_Text passage_:
-=-=-=-=-

7

I'm using R package TraMineR to make some academic research on sequence analysis.

I want to find a pattern defined as someone being in the target company, then going out, then coming back to the target company.

(simplified) I've define state A as target company; B as outside industry company and C as inside industry company.

So what I want to do is find sequences with the specific patterns A-B-A or A-C-A.

After looking at this question (Strange number of subsequences? ) and reading the user guide, specially the following passages:

4.3.3 Subsequences A sequence u is a subsequence of x if all successive elements ui of u appear >in x in the same order, which we simply denote by u x. According to this denition, unshared >states can appear between those common to both sequences u and x. For example, u = S; M is a >subsequence of x = S; U; M; MC.

and

7.3.2 Finding sequences with a given subsequence The seqpm() function counts the number of sequences that contain a given subsequence and collects their row index numbers. The function returns a list with two elements. The rst element, MTab, is just a table with the number of occurrences of the given subsequence in the data. Note that only one occurrence is counted per sequence, even when the sub-sequence appears more than one time in the sequence. The second element of the list, MIndex, gives the row index numbers of the sequences containing the subsequence. These index numbers may be useful for accessing the concerned sequences (example below). Since it is easier to search a pattern in a character string, the function rst translates the sequence data in this format when using the seqconc function with the TRUE option.

I concluded that seqpm() was the function I needed to get the job done.

So I have sequences like: A-A-A-A-A-B-B-B-B-B-A-A-A-A-A

And out of the definition of subsequences that i found on the mentiod sources, i figure I could find that kind of sequence by using:

seqpm(sequence,"ABA")

But that does not happen. In order to find that example sequence i need to input

seqpm(sequence,"ABBBBBA")

which is not very useful for what I need.

  1. So do you guys see where I might've missed something ?
  2. How can I retrieve all the sequences that do go from A to B and Back to A?
  3. Is there a way for me to find go from A to anything else and then back to A ?

Thanks a lot !

Pedro Braz
  • 2,261
  • 3
  • 25
  • 48

1 Answers1

4

The title of the seqpm help page is "Find substring patterns in sequences", and this is what the function actually does. It searches for sequences that contain a given substring (not a subsequence). Seems there is a formulation error in the user's guide.

-=-=-=-=-

_Data provided_:
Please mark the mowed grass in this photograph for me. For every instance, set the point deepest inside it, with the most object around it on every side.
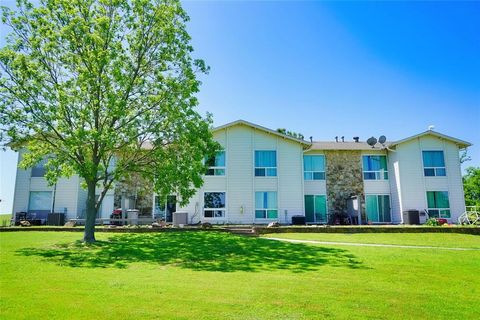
(213, 275)
(449, 240)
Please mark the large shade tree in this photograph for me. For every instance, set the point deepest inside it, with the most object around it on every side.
(103, 88)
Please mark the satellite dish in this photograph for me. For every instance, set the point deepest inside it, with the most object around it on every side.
(372, 141)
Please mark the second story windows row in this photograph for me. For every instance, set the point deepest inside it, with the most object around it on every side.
(314, 167)
(433, 164)
(375, 167)
(265, 163)
(216, 165)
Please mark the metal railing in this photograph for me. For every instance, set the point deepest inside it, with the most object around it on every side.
(470, 216)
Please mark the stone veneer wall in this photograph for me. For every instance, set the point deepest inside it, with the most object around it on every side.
(344, 179)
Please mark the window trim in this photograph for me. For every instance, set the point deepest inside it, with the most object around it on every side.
(313, 172)
(378, 213)
(224, 209)
(30, 200)
(265, 168)
(215, 168)
(265, 209)
(378, 173)
(40, 169)
(434, 168)
(439, 209)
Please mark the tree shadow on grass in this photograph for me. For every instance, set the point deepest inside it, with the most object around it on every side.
(202, 251)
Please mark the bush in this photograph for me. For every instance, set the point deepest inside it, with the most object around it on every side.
(432, 222)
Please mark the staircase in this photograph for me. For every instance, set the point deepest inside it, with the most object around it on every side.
(242, 231)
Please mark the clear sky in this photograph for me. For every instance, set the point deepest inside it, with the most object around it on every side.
(329, 69)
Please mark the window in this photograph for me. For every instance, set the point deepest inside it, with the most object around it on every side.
(265, 163)
(316, 208)
(214, 204)
(266, 205)
(438, 204)
(375, 168)
(216, 165)
(40, 201)
(39, 169)
(378, 208)
(433, 164)
(314, 167)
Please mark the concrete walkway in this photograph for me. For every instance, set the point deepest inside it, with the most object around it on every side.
(371, 244)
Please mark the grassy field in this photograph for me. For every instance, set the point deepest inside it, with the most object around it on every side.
(208, 275)
(452, 240)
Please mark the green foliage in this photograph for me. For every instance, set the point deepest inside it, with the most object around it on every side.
(103, 89)
(471, 186)
(221, 276)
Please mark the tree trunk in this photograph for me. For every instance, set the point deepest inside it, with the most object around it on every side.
(89, 235)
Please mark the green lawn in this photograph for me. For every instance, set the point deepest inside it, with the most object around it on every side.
(416, 239)
(209, 275)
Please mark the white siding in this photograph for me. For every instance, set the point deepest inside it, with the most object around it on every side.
(315, 186)
(290, 177)
(239, 183)
(66, 193)
(395, 190)
(413, 183)
(240, 140)
(22, 188)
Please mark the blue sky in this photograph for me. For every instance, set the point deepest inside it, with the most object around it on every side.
(329, 69)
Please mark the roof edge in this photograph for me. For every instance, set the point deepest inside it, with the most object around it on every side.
(256, 126)
(461, 143)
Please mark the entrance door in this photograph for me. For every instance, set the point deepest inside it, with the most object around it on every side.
(165, 208)
(171, 208)
(315, 208)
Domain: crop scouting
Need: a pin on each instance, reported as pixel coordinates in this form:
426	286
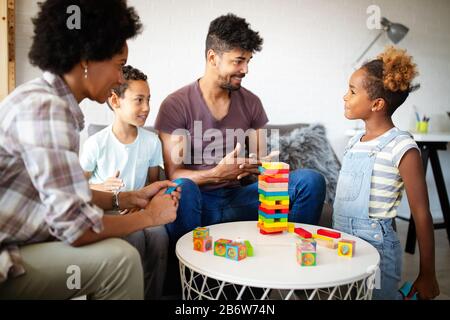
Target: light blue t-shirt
103	154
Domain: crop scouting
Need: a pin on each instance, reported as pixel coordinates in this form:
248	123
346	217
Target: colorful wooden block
269	172
274	207
203	244
267	186
220	247
303	233
236	251
308	245
329	233
306	254
273	211
274	179
249	248
266	230
274	195
291	227
273	215
200	232
327	243
283	203
275	165
346	248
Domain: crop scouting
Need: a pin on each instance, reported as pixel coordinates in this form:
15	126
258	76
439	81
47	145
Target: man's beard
226	85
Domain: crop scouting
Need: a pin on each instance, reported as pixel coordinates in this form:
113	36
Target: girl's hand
426	287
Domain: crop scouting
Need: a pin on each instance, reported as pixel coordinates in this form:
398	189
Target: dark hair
129	74
229	32
389	77
105	27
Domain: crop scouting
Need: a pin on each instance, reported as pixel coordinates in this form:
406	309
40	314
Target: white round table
273	271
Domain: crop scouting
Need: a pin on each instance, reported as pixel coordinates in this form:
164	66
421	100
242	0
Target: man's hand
162	209
111	184
232	167
251	165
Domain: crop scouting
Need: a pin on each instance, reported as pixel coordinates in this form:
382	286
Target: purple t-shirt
210	140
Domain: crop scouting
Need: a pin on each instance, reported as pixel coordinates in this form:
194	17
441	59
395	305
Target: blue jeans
201	208
382	236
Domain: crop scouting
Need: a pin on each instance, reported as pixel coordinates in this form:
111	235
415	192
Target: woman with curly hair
377	166
46	207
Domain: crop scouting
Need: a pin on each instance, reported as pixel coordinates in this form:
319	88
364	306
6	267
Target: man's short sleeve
171	115
259	115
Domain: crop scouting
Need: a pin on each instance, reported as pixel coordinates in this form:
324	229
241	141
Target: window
7	46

-=-=-=-=-

_Instructions_:
(a) In the TraMineR thread, what does the answer say the seqpm() function actually searches for?
(b) Please locate each line in the rows that contains the string "Target" and copy those lines.

_Solution list_:
(a) Sequences that contain a given substring, not a subsequence.

(b)
Target: light blue t-shirt
Target: colorful wooden block
Target: man's beard
Target: girl's hand
Target: dark hair
Target: white round table
Target: man's hand
Target: purple t-shirt
Target: blue jeans
Target: woman with curly hair
Target: man's short sleeve
Target: window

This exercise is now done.